* _EXCERPT TO READ_:
============
# 16 new MPTC Firearm Instructors



## BB-59 (Oct 19, 2005)

I would like to both congratulate and welcome into the firearm instructor family the 16 new instructors graduated today, the 18 of May from the S.E.M.P.T.A. training campus in New Bedford, MA!


----------



## ogzee28 (Sep 23, 2005)

As one of the above mentioned new 16 FI's I would like to take this opportunity too thank BB-59 & Ken for their incredible paitence & ability to teach. I learned more in the past week than I have at all the other MPTC training courses I have attended. 

The training was intense & safety oriented, never once did anyone feel like they were unsafe or being left behind. We qualified in pistol/shotgun & patrol rifle. We were walked through everything step by step. The class was serious but very fun, everyone was laughing at one point or another.
============
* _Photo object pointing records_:
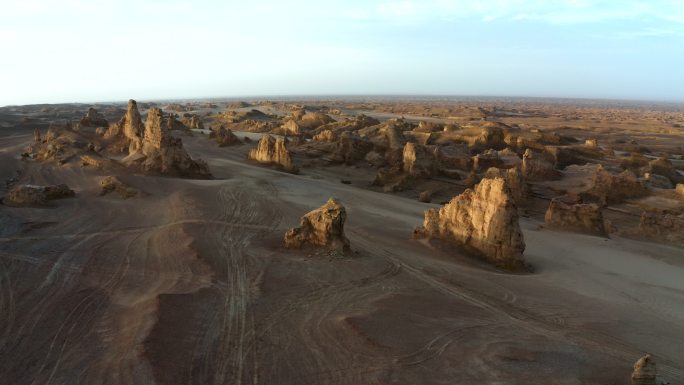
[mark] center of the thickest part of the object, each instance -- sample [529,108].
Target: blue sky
[90,50]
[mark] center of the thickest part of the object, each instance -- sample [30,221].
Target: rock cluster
[644,371]
[224,137]
[31,195]
[535,167]
[130,127]
[192,121]
[322,227]
[610,188]
[94,119]
[514,180]
[582,218]
[161,152]
[273,151]
[484,220]
[419,161]
[114,184]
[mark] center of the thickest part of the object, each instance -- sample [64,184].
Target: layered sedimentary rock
[419,161]
[514,180]
[114,184]
[610,188]
[161,152]
[582,218]
[273,151]
[322,227]
[664,167]
[94,119]
[662,226]
[130,127]
[491,136]
[484,220]
[535,167]
[644,371]
[31,195]
[192,121]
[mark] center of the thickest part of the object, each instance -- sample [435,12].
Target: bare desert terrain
[175,270]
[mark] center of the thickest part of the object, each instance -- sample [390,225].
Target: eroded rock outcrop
[322,227]
[484,220]
[420,161]
[130,127]
[582,218]
[93,118]
[114,184]
[644,371]
[160,152]
[611,188]
[224,137]
[536,167]
[273,151]
[192,121]
[32,195]
[514,180]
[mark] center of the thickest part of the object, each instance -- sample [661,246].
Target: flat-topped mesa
[273,151]
[644,371]
[515,181]
[580,217]
[484,220]
[93,118]
[322,227]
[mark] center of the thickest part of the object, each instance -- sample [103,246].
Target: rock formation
[514,180]
[93,118]
[161,152]
[582,218]
[663,167]
[130,127]
[273,151]
[644,371]
[224,137]
[491,136]
[31,195]
[657,181]
[536,167]
[419,161]
[484,220]
[610,188]
[662,226]
[192,121]
[322,227]
[114,184]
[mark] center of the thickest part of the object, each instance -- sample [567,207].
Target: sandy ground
[189,284]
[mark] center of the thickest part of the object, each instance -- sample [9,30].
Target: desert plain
[164,260]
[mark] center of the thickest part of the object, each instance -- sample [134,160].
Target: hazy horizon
[98,51]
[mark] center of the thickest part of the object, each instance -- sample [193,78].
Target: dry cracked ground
[188,283]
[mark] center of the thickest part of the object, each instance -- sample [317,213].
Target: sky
[107,50]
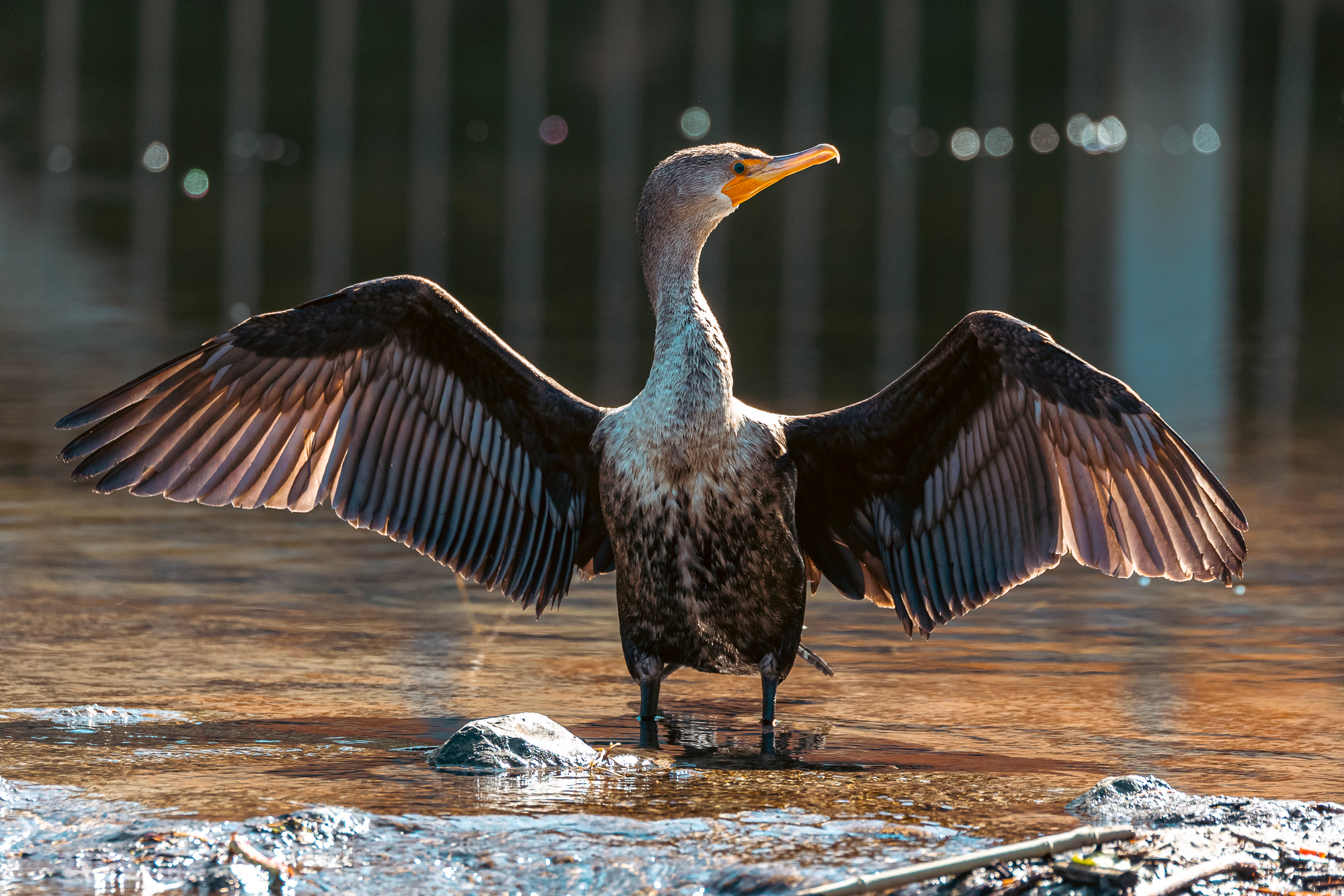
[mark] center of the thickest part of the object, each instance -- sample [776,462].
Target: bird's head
[694,190]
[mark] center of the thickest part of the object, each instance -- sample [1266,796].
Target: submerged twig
[959,864]
[1238,863]
[249,854]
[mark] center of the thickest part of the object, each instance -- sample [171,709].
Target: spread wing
[390,402]
[987,463]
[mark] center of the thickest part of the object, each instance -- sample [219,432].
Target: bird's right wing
[392,402]
[989,461]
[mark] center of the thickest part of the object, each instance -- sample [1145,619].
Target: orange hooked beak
[760,174]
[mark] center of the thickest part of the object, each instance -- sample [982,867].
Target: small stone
[521,741]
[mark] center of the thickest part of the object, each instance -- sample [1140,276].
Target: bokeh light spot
[964,144]
[1206,139]
[554,130]
[696,123]
[1112,134]
[904,120]
[999,142]
[197,183]
[1045,138]
[925,142]
[155,158]
[1177,142]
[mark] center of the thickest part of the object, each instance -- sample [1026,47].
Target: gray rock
[521,741]
[1146,801]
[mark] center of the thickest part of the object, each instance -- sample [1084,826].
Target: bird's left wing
[990,460]
[390,402]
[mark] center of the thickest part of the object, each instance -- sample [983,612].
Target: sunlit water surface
[260,663]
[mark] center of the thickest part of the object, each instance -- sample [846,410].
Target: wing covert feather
[388,401]
[987,463]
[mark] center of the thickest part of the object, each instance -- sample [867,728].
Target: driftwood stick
[1240,863]
[959,864]
[249,854]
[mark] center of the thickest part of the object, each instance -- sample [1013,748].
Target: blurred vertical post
[713,85]
[154,124]
[991,204]
[804,206]
[897,187]
[619,191]
[429,140]
[241,288]
[335,138]
[1175,233]
[523,178]
[1287,217]
[1091,187]
[58,118]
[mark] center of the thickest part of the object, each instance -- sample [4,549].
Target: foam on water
[68,840]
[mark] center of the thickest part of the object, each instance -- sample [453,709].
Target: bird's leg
[650,672]
[648,713]
[650,699]
[769,684]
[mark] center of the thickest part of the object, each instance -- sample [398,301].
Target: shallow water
[261,663]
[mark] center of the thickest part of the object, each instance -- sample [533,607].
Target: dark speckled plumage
[980,468]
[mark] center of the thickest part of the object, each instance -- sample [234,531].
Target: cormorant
[975,472]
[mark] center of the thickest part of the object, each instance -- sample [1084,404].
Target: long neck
[691,359]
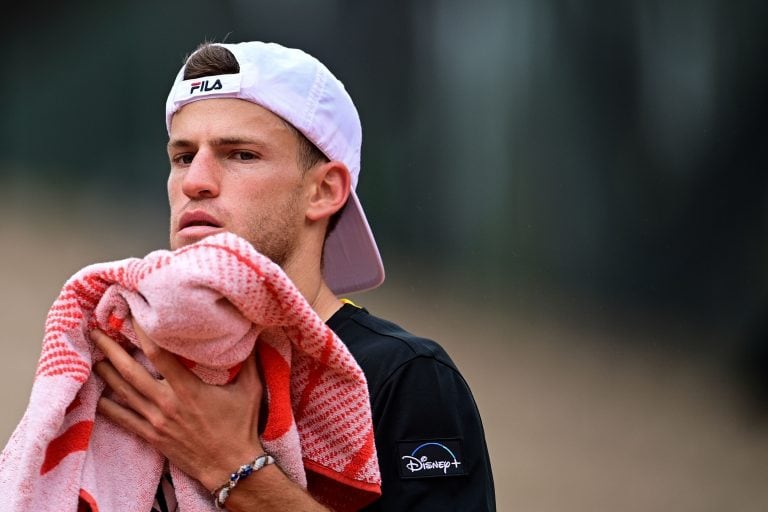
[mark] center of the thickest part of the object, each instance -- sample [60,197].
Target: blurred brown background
[570,197]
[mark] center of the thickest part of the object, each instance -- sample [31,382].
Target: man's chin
[193,234]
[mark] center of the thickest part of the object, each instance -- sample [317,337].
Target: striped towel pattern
[210,303]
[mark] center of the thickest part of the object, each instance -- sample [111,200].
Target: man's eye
[245,155]
[184,159]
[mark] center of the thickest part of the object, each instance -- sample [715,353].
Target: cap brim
[351,259]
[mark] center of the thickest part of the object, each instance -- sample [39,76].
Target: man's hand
[205,430]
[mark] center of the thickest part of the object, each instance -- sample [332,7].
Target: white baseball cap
[300,89]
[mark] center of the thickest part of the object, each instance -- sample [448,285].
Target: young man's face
[234,168]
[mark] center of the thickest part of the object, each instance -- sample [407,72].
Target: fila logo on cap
[205,86]
[214,86]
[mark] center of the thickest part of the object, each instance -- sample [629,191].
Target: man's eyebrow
[220,141]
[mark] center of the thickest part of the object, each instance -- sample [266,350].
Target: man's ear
[329,191]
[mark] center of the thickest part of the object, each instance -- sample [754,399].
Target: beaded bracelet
[222,493]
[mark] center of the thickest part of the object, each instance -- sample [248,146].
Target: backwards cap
[301,90]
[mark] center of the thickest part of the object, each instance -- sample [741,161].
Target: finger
[128,368]
[125,418]
[122,389]
[176,374]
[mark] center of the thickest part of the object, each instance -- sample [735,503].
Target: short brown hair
[210,59]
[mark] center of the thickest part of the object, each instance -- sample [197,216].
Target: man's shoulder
[380,346]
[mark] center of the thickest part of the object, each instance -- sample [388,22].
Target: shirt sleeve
[430,441]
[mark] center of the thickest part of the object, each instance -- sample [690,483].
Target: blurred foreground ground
[575,419]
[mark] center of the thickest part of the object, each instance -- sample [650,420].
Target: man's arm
[207,431]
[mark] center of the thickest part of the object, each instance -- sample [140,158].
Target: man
[265,142]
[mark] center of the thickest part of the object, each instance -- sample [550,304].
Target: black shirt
[429,436]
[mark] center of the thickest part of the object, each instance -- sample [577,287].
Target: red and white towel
[209,303]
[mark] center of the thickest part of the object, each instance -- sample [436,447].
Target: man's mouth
[197,219]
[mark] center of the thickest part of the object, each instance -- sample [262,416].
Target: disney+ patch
[432,458]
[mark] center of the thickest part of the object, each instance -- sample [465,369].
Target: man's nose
[203,177]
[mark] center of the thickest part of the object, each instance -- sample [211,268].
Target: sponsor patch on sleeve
[430,458]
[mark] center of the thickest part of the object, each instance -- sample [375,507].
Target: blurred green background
[570,196]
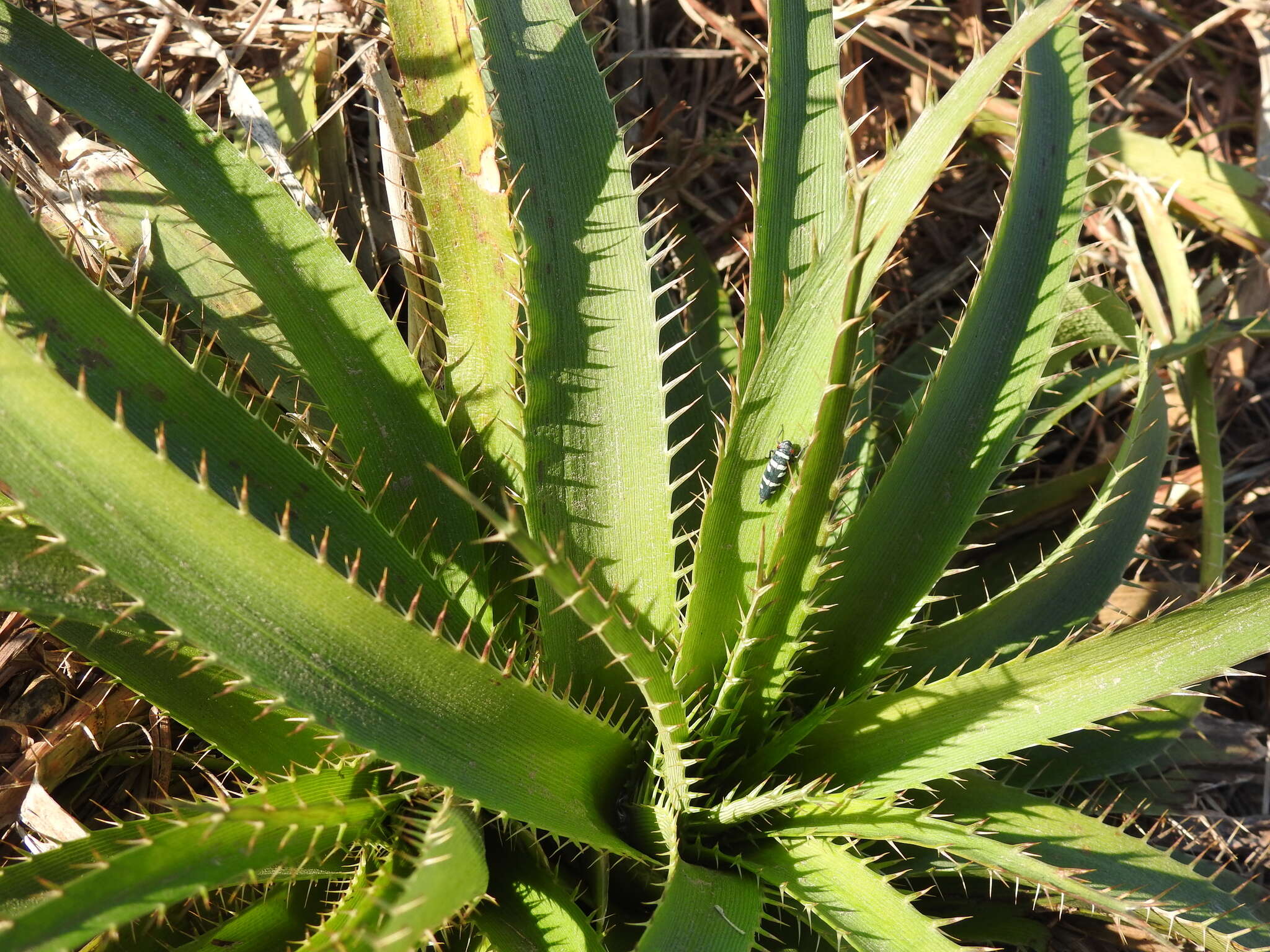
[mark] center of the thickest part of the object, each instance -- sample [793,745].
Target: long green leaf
[711,910]
[533,910]
[177,856]
[468,223]
[774,624]
[54,589]
[1075,579]
[802,169]
[184,266]
[781,405]
[436,871]
[840,889]
[863,819]
[267,610]
[895,549]
[629,643]
[595,415]
[901,741]
[206,432]
[276,922]
[337,329]
[1183,899]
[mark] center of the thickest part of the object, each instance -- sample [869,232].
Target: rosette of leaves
[637,716]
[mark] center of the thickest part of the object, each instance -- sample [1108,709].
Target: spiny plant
[639,716]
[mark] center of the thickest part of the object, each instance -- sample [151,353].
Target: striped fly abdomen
[778,470]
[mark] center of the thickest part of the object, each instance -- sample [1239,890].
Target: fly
[778,470]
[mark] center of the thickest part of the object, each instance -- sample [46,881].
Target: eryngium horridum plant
[637,718]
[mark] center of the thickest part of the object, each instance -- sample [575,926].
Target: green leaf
[276,922]
[206,432]
[1222,197]
[290,100]
[184,266]
[150,865]
[1183,901]
[629,643]
[595,414]
[1093,318]
[1129,743]
[802,195]
[905,739]
[356,908]
[871,821]
[339,333]
[711,910]
[758,678]
[436,871]
[54,589]
[1077,576]
[840,889]
[468,224]
[263,607]
[779,404]
[977,404]
[533,910]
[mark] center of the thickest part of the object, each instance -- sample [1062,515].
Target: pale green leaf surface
[895,549]
[802,169]
[929,731]
[291,831]
[276,922]
[779,405]
[468,224]
[1230,195]
[774,624]
[1133,742]
[417,894]
[840,889]
[47,588]
[595,416]
[339,333]
[533,910]
[1075,579]
[709,910]
[186,267]
[290,100]
[1114,861]
[265,609]
[46,295]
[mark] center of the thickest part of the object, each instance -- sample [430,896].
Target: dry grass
[1185,70]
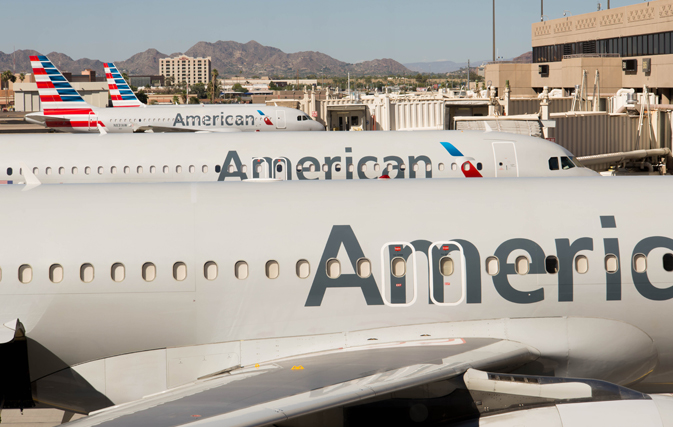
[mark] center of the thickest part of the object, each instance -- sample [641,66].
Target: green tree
[142,96]
[214,86]
[5,77]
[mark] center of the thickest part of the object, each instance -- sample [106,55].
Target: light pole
[493,30]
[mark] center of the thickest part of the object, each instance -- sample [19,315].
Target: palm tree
[213,86]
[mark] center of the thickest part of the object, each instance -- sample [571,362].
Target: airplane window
[210,270]
[640,263]
[492,266]
[86,273]
[668,262]
[179,271]
[303,269]
[149,272]
[611,265]
[553,163]
[577,162]
[398,266]
[25,273]
[364,268]
[551,264]
[522,265]
[272,269]
[446,266]
[333,268]
[56,273]
[566,163]
[118,272]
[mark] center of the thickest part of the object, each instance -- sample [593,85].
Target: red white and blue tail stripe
[120,92]
[61,103]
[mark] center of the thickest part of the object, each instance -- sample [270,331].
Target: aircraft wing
[276,391]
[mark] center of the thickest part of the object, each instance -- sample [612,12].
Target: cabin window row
[125,169]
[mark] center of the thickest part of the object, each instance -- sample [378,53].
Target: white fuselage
[180,157]
[290,298]
[163,118]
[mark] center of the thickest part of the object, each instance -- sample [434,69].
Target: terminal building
[186,69]
[629,47]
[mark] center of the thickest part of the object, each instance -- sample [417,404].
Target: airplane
[302,156]
[501,302]
[63,109]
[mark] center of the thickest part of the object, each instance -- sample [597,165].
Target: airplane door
[504,154]
[448,274]
[280,119]
[398,268]
[281,169]
[92,122]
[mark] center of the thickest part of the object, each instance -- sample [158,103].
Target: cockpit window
[553,163]
[577,162]
[566,163]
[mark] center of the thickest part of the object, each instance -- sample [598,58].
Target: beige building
[630,47]
[186,69]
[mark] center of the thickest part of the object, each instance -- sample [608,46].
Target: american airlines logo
[219,120]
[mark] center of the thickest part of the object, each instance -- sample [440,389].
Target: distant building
[186,69]
[147,81]
[630,47]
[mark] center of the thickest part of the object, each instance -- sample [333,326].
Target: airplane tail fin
[56,94]
[120,91]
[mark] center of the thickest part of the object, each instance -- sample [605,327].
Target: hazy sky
[348,30]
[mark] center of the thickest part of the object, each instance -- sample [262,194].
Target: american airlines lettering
[214,120]
[566,251]
[233,166]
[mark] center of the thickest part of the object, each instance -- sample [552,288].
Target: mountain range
[228,57]
[449,66]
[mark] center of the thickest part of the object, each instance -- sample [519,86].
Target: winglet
[120,91]
[31,179]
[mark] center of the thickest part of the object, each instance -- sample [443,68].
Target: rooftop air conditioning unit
[630,65]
============
* _COMPLETE THE FOLLOWING_:
• A. Answer these questions using the forum thread about the new firearm instructors:
(i) In what city and state is the training campus where the instructors graduated?
(ii) Which two people does ogzee28 thank for their patience and teaching?
(iii) In what weapons did the class qualify?
• B. Extend the forum thread about the new MPTC firearm instructors, starting after its last sentence.

* _ANSWERS FOR THE EXERCISE_:
• A.
(i) New Bedford, MA
(ii) BB-59 and Ken
(iii) Pistol/shotgun and patrol rifle

• B.
We had an excellent group, from all over Mass. Berlin,Framingham,Sandwich,Acushnet,Wayland,New Bedford,Fairhaven,Melrose,Stow and some others. All us were very impressed with what we learned & how natural it seemed to come to us with great instruction. If anyone gets a chance to take the Instructors course through New Bedford do it, you won't be dissapointed.

Thanks again BB-59
Ogzee28 :t:


----------



## ogzee28 (Sep 23, 2005)

Oh, anybody wondering who I am?

I was the guy with the full auto sig rifle and molested the female target dummy (Good times)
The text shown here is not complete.